== Segment start ==

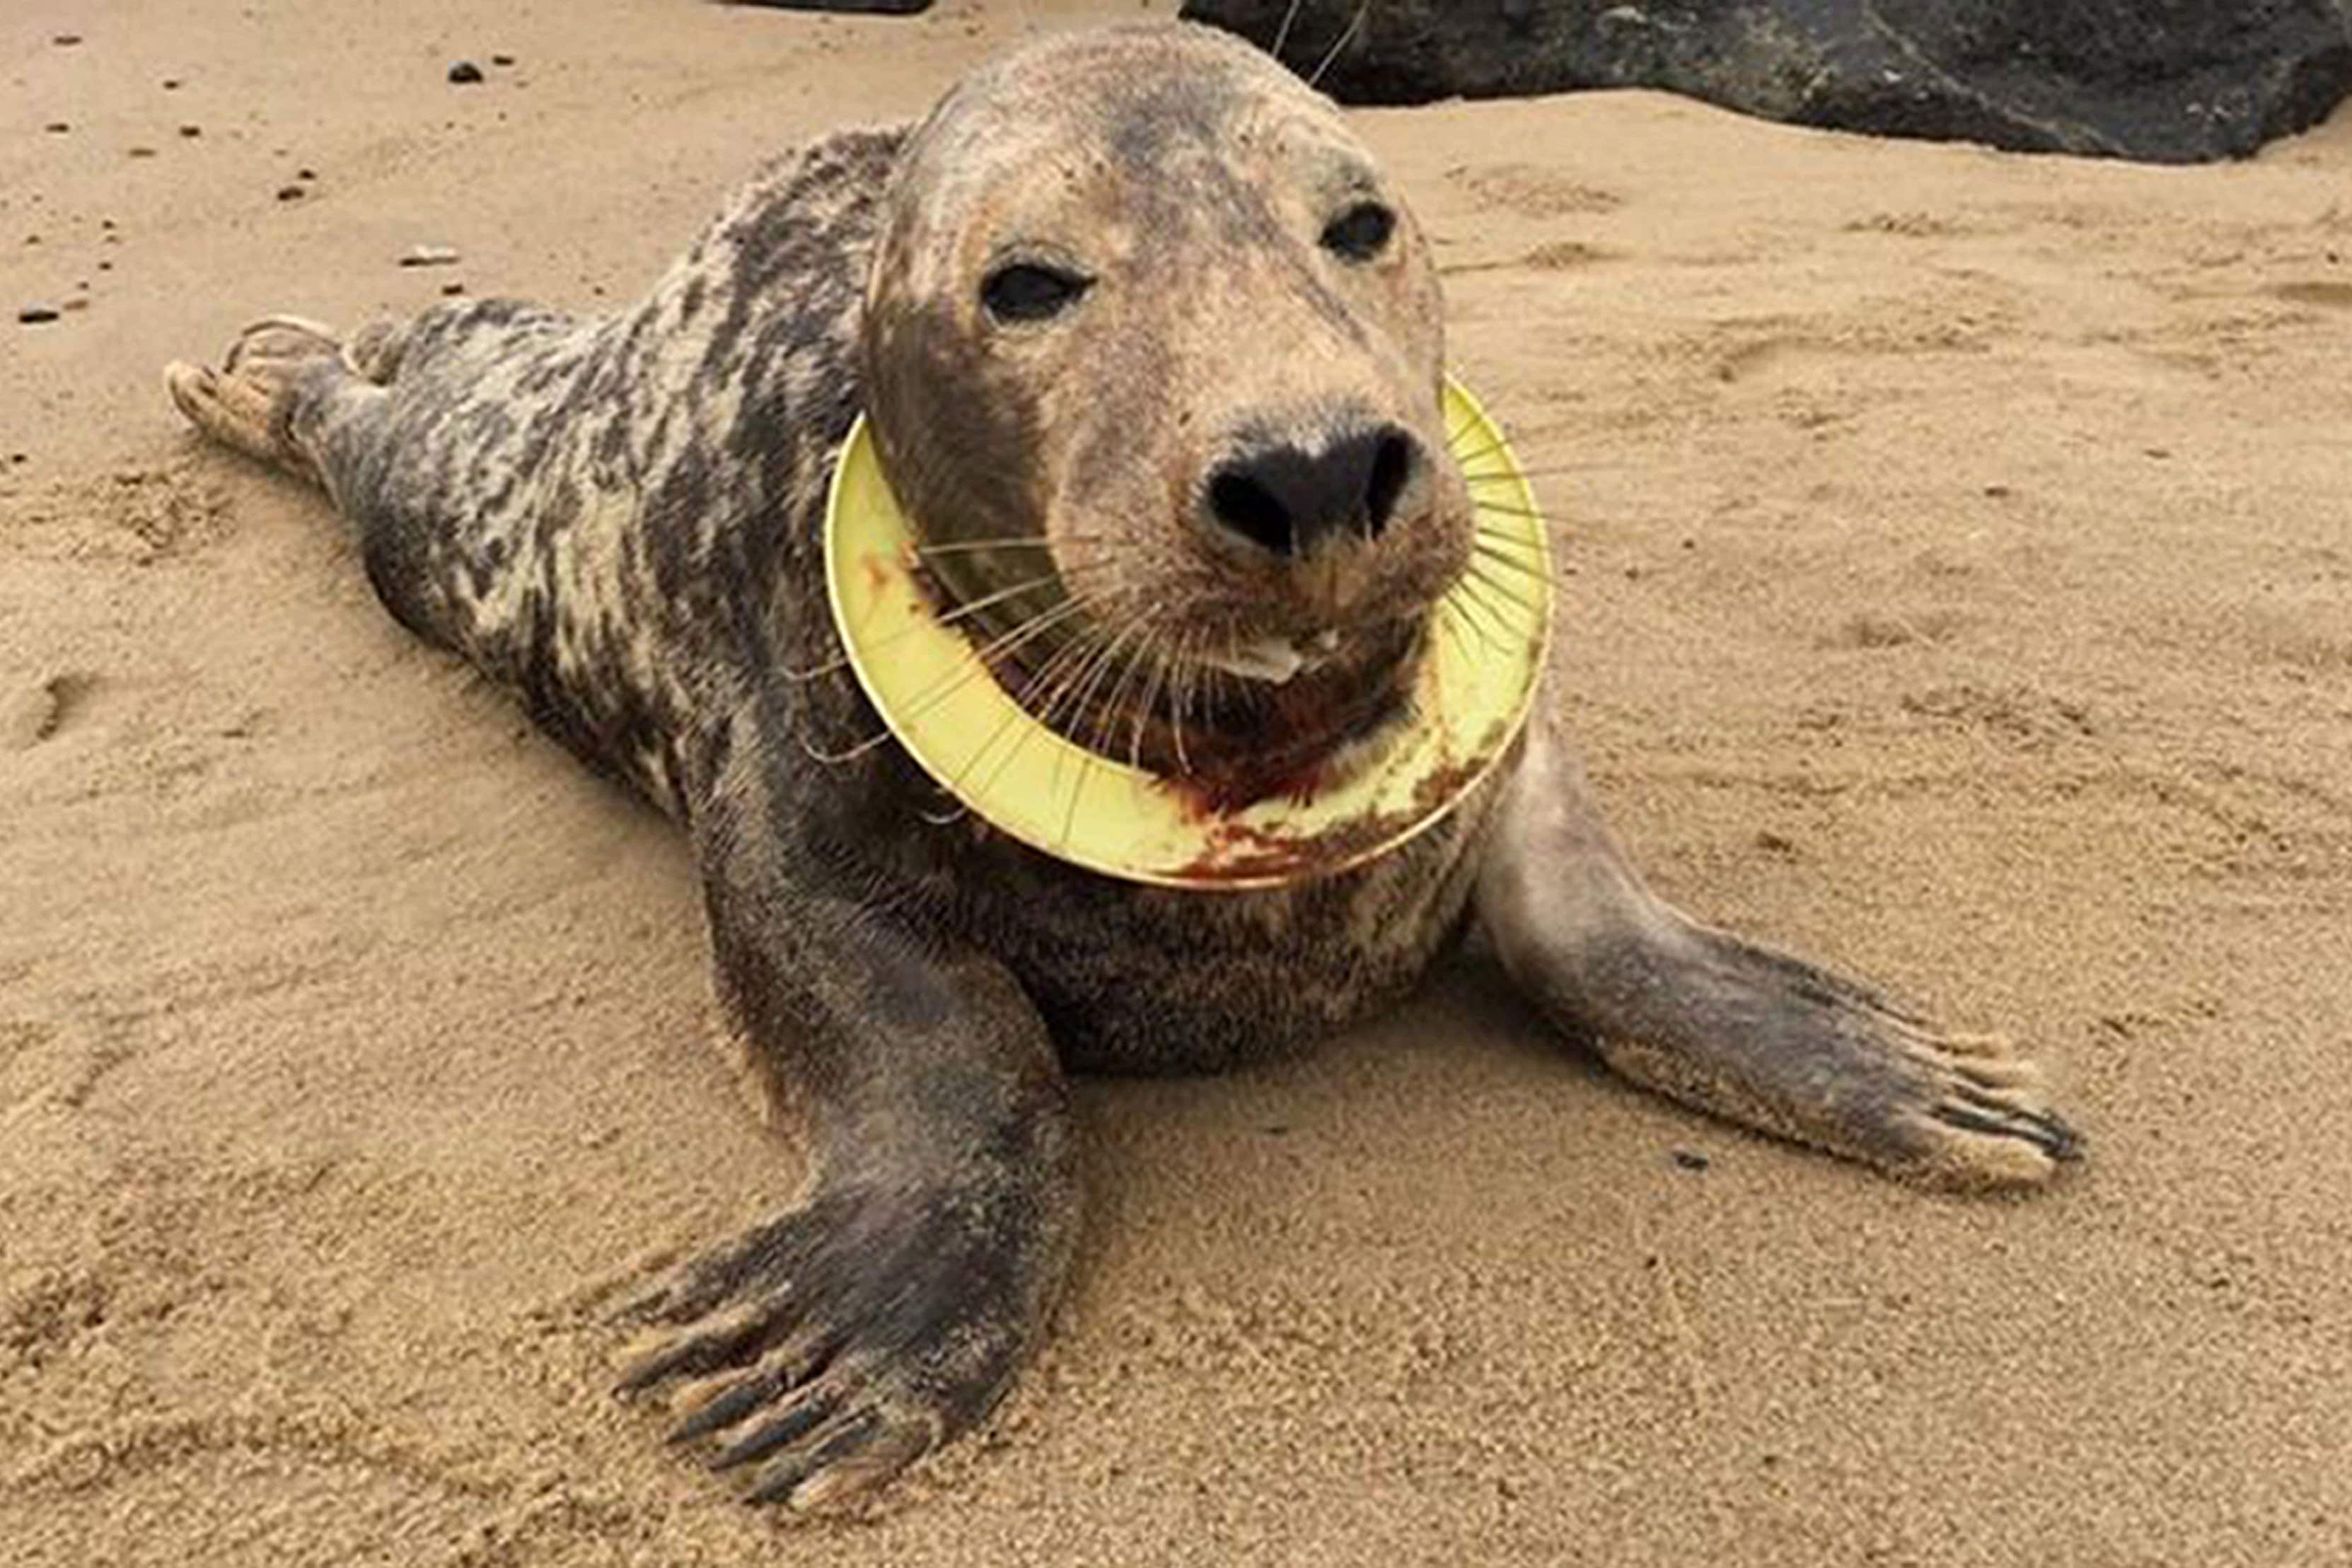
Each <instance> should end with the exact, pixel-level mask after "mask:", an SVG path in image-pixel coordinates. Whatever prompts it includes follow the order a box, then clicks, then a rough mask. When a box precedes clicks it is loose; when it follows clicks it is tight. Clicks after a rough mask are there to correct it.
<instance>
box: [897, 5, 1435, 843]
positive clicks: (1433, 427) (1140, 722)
mask: <svg viewBox="0 0 2352 1568" xmlns="http://www.w3.org/2000/svg"><path fill="white" fill-rule="evenodd" d="M1439 320H1442V313H1439V294H1437V275H1435V268H1432V263H1430V256H1428V247H1425V242H1423V237H1421V230H1418V228H1416V223H1414V219H1411V214H1409V212H1406V209H1404V205H1402V200H1399V197H1397V190H1395V188H1392V186H1390V183H1388V179H1385V176H1383V172H1381V167H1378V165H1376V162H1374V158H1371V155H1369V153H1367V150H1364V146H1362V143H1359V141H1357V139H1355V136H1352V134H1350V132H1348V127H1345V125H1343V120H1341V115H1338V110H1336V108H1334V106H1331V103H1329V101H1327V99H1322V96H1319V94H1315V92H1312V89H1308V87H1305V85H1303V82H1298V78H1294V75H1291V73H1289V71H1284V68H1282V66H1277V63H1275V61H1272V59H1268V56H1265V54H1261V52H1256V49H1254V47H1249V45H1244V42H1240V40H1235V38H1230V35H1225V33H1216V31H1209V28H1197V26H1185V24H1138V26H1117V28H1096V31H1087V33H1068V35H1058V38H1047V40H1042V42H1035V45H1030V47H1025V49H1018V52H1014V54H1009V56H1004V59H1000V61H997V63H993V66H988V68H983V71H978V73H976V75H971V78H967V80H964V82H962V85H960V87H957V89H955V92H953V94H950V96H948V99H946V101H943V103H941V106H938V108H936V110H934V113H931V118H929V120H927V122H924V125H922V127H920V129H917V132H915V136H913V139H910V143H908V148H906V153H903V158H901V165H898V169H896V174H894V181H891V190H889V197H887V214H884V228H882V237H880V244H877V254H875V263H873V277H870V284H868V301H866V327H863V360H866V364H863V369H866V388H868V416H870V421H873V433H875V442H877V449H880V456H882V465H884V470H887V473H889V480H891V489H894V491H896V494H898V501H901V503H903V505H906V510H908V515H910V517H913V522H915V529H917V534H920V536H922V538H924V541H927V543H924V562H927V567H929V571H931V578H934V581H936V585H938V592H941V597H943V599H948V602H953V604H955V607H957V611H955V614H960V616H964V623H967V625H969V628H971V630H974V637H976V639H981V644H983V651H985V654H988V658H990V663H993V665H995V668H997V675H1000V679H1004V684H1007V686H1009V689H1011V691H1014V693H1016V696H1021V701H1023V703H1025V705H1028V708H1030V710H1033V712H1037V715H1040V717H1044V719H1047V722H1049V724H1056V726H1061V729H1063V731H1065V733H1070V736H1073V738H1077V741H1082V743H1089V745H1096V748H1098V750H1115V752H1122V755H1127V752H1136V755H1141V757H1143V759H1148V762H1150V764H1155V766H1160V769H1162V771H1171V773H1185V776H1192V778H1195V780H1200V783H1202V785H1204V788H1207V790H1209V792H1211V795H1216V797H1223V799H1247V797H1256V795H1265V792H1272V790H1279V788H1298V785H1305V783H1312V780H1315V778H1317V776H1322V773H1327V771H1329V769H1334V766H1338V762H1336V759H1338V757H1341V755H1343V752H1345V750H1348V748H1350V743H1357V741H1362V738H1367V736H1369V733H1374V731H1378V729H1383V726H1385V724H1390V722H1392V719H1397V717H1399V715H1402V712H1404V705H1406V693H1409V691H1411V675H1414V665H1416V661H1418V658H1421V656H1423V651H1425V644H1428V625H1430V607H1432V604H1435V599H1437V597H1439V595H1442V592H1444V590H1446V588H1449V585H1451V583H1454V578H1456V576H1461V571H1463V564H1465V562H1468V557H1470V541H1472V527H1475V524H1472V505H1470V496H1468V487H1465V484H1463V480H1461V473H1458V468H1456V465H1454V461H1451V456H1449V451H1446V428H1444V418H1442V414H1439V402H1442V378H1444V334H1442V324H1439Z"/></svg>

== Segment end ==

## TASK BRIEF
Reproduce the items from their beginning up to and including the line with "positive clicks: (1433, 427) (1140, 722)". Leave the pictures out.

## RESULT OF THE EXERCISE
Each <instance> should end with the exact, pixel-level mask after "mask:", an SVG path in image-pixel coordinates. Whatever prompts it includes follow the order a box, then clicks, then a rough mask. When a box precedes clicks it is loose; when it follows clicks it is tight. Clicks after a rough mask are there to correct it.
<instance>
box: [897, 5, 1435, 843]
positive clicks: (1433, 427) (1140, 722)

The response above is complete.